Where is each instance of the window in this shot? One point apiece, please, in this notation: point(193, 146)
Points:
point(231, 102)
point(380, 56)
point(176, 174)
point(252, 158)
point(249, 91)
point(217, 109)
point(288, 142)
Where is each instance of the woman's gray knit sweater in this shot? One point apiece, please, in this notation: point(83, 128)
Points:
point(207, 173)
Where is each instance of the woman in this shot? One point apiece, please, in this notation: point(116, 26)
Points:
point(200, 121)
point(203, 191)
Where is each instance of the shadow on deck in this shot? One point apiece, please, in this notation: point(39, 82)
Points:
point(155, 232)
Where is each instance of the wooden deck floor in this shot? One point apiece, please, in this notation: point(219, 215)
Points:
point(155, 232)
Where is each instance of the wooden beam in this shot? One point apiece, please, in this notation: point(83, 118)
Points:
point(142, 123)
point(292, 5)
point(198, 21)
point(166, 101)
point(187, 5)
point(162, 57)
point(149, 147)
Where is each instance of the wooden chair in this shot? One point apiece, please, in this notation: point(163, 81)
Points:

# AIM:
Scale the data above by writing out all of its lines again, requests included, and multiply every coordinate in the answer points by 1.35, rounding to whole numbers with halves rounded up. Leave the numbers in the requests and in their sample notation unchanged.

# ANSWER TO THIS TASK:
Where is each instance of the window in this shot? One point apiece, please, in this notation: point(193, 146)
Points:
point(312, 138)
point(513, 76)
point(238, 235)
point(340, 213)
point(336, 123)
point(293, 147)
point(389, 192)
Where is each instance of the woman's gray knit sweater in this shot? One point apiece, please, in this notation: point(83, 128)
Points:
point(279, 234)
Where is each instance of the woman in this shot? One point apiece, please, in this notation: point(116, 26)
Points:
point(270, 163)
point(274, 258)
Where is each instance of the shadow on deck in this shot? One point apiece, please, in this notation: point(39, 82)
Points:
point(209, 313)
Where is each instance of the wooden deck floor in this shot? One point apiece, please, in this notation: point(219, 215)
Points:
point(209, 313)
Where is each instance of the wooden beam in this shot? One point apiece, please, in this notation: point(83, 118)
Points:
point(192, 166)
point(394, 7)
point(267, 28)
point(224, 136)
point(252, 7)
point(219, 77)
point(201, 198)
Where is each instance of the wooden chair in this shot? One point apiece, please, in this notation: point(163, 81)
Points:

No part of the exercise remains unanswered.